In the entries below, find each line with the string "wheel" and copy it.

**MATERIAL SUPPLIED**
:::::

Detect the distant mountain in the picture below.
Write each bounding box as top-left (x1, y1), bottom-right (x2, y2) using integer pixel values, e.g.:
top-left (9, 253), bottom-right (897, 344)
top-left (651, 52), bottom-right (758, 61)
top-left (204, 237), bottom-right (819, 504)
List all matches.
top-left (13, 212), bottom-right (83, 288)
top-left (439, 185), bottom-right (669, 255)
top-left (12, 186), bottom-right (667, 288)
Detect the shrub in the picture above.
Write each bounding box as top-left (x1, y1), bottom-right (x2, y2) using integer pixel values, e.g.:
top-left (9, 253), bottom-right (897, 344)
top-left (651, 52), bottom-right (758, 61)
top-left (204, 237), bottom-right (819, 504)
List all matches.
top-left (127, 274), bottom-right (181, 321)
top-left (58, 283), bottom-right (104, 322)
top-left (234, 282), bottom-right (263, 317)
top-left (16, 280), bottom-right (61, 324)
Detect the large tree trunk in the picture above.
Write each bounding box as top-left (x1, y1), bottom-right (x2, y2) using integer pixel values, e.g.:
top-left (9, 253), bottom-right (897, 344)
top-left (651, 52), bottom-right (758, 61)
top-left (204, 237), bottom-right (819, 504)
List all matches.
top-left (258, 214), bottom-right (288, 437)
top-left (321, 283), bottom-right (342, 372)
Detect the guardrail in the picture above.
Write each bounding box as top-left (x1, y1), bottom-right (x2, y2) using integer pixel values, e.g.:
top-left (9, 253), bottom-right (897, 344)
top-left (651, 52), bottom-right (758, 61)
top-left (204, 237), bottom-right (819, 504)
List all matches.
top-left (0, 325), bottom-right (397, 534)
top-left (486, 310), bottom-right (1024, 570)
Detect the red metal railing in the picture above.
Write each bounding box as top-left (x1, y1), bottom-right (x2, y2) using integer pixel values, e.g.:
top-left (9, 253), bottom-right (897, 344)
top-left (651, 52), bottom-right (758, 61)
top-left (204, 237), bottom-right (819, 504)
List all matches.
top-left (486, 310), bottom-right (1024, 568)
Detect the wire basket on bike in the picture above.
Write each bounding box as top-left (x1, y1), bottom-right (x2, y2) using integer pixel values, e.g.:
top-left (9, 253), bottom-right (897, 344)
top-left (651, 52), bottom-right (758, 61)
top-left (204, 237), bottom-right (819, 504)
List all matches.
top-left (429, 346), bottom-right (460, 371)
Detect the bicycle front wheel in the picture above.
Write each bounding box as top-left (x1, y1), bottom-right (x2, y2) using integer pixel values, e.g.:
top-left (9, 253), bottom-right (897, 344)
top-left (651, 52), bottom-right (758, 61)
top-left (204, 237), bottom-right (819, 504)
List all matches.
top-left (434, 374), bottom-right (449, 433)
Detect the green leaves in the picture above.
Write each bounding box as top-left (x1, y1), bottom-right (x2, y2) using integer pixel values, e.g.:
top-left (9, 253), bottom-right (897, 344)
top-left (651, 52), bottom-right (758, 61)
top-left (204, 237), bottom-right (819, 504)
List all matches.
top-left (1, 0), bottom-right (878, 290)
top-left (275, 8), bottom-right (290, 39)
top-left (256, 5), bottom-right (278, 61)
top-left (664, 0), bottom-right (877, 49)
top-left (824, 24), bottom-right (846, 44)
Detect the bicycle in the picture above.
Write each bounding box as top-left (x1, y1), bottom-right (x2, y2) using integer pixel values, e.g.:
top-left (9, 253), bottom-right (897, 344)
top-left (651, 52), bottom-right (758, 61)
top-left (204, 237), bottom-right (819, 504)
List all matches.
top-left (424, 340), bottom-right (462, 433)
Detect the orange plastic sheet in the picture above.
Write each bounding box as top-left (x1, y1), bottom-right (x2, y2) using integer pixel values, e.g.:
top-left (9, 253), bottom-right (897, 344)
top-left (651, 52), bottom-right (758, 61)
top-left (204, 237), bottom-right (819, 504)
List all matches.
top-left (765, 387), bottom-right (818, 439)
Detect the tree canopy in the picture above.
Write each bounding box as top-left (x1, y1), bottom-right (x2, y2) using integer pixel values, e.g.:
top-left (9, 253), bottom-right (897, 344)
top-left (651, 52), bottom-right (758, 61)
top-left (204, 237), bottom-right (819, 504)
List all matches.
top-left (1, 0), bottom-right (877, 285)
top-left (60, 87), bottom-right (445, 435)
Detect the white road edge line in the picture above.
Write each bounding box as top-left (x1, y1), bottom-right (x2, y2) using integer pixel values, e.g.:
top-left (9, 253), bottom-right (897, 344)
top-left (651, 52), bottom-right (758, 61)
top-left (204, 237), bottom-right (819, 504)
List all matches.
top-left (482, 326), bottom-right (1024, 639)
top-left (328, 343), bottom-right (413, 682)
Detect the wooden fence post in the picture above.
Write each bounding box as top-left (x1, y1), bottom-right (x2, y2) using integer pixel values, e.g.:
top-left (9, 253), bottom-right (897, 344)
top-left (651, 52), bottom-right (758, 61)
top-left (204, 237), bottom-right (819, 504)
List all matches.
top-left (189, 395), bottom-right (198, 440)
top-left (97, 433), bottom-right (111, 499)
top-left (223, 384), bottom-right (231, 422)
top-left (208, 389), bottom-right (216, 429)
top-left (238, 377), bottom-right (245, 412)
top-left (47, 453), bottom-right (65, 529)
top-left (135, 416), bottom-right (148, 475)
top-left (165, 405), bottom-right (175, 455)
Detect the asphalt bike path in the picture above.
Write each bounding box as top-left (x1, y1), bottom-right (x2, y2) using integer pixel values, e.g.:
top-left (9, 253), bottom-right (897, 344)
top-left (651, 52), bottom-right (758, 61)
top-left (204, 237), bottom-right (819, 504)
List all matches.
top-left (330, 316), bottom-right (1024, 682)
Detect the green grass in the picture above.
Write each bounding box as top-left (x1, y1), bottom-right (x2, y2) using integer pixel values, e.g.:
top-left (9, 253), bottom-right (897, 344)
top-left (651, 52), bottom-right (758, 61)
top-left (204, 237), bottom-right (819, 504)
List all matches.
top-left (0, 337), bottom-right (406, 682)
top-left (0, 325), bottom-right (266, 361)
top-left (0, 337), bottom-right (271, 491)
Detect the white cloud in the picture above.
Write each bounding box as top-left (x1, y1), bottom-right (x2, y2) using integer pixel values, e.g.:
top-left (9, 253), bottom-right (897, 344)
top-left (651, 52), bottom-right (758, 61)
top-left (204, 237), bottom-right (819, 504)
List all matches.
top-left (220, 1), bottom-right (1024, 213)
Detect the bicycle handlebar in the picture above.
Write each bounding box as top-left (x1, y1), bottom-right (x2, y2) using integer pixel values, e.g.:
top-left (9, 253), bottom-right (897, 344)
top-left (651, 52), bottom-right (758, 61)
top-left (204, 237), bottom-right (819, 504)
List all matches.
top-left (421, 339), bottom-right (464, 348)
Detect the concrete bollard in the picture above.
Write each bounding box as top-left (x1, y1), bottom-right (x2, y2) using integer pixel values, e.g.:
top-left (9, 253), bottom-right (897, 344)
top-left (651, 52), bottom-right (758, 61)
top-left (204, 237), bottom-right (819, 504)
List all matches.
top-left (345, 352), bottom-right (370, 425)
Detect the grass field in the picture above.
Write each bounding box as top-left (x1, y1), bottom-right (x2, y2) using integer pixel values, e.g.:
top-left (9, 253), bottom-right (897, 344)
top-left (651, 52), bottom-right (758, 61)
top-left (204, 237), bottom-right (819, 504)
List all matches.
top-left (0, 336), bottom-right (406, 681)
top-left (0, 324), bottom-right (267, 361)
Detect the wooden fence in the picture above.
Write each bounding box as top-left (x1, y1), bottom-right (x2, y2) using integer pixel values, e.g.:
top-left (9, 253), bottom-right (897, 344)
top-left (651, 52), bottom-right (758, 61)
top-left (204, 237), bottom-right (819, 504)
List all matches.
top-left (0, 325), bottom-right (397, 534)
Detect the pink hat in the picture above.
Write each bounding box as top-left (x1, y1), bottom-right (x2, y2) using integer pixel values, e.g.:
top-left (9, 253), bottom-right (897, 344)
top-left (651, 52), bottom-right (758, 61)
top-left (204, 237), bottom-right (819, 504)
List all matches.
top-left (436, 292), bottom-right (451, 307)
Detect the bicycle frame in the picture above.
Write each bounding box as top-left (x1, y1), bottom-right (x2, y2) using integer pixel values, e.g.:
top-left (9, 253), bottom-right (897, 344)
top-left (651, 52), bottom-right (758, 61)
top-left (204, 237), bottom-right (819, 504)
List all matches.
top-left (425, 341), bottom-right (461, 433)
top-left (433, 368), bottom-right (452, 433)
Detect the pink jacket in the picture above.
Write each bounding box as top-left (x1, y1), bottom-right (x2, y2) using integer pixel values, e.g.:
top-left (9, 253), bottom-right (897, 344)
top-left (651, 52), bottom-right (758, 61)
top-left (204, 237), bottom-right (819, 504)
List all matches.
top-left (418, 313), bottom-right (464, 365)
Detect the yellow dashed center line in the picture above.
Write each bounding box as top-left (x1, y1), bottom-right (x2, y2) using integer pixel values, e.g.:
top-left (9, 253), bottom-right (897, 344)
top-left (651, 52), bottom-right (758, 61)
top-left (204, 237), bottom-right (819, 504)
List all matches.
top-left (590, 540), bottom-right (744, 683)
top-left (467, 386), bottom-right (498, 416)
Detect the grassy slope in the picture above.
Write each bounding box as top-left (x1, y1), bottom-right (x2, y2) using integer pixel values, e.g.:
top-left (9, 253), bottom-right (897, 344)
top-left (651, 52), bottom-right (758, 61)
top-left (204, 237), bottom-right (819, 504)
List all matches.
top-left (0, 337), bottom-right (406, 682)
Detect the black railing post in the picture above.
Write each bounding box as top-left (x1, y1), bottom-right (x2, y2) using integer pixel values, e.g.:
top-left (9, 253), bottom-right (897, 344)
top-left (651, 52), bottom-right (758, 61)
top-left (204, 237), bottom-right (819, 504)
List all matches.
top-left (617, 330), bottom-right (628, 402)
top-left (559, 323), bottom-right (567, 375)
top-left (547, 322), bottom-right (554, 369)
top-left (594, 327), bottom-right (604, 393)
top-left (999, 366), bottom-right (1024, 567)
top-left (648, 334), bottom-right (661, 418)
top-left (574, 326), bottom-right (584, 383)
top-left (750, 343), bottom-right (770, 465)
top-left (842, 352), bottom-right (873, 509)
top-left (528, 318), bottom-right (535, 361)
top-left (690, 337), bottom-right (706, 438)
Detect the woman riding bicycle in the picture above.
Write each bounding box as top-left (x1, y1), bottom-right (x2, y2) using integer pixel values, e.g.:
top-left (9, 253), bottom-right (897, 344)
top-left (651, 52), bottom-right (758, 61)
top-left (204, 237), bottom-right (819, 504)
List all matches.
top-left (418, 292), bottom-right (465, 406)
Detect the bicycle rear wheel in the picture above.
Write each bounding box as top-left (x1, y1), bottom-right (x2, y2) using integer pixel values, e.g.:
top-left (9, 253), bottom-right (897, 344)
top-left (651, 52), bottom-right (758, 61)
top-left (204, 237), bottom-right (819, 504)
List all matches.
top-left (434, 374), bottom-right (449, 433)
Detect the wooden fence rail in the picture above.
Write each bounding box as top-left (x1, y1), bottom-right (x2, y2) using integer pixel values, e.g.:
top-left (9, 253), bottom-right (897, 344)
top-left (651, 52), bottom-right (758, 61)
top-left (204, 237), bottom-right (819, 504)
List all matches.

:::::

**RESPONSE AREA**
Detect the bicycle front wheel in the picture above.
Detect the bicycle rear wheel in the picture above.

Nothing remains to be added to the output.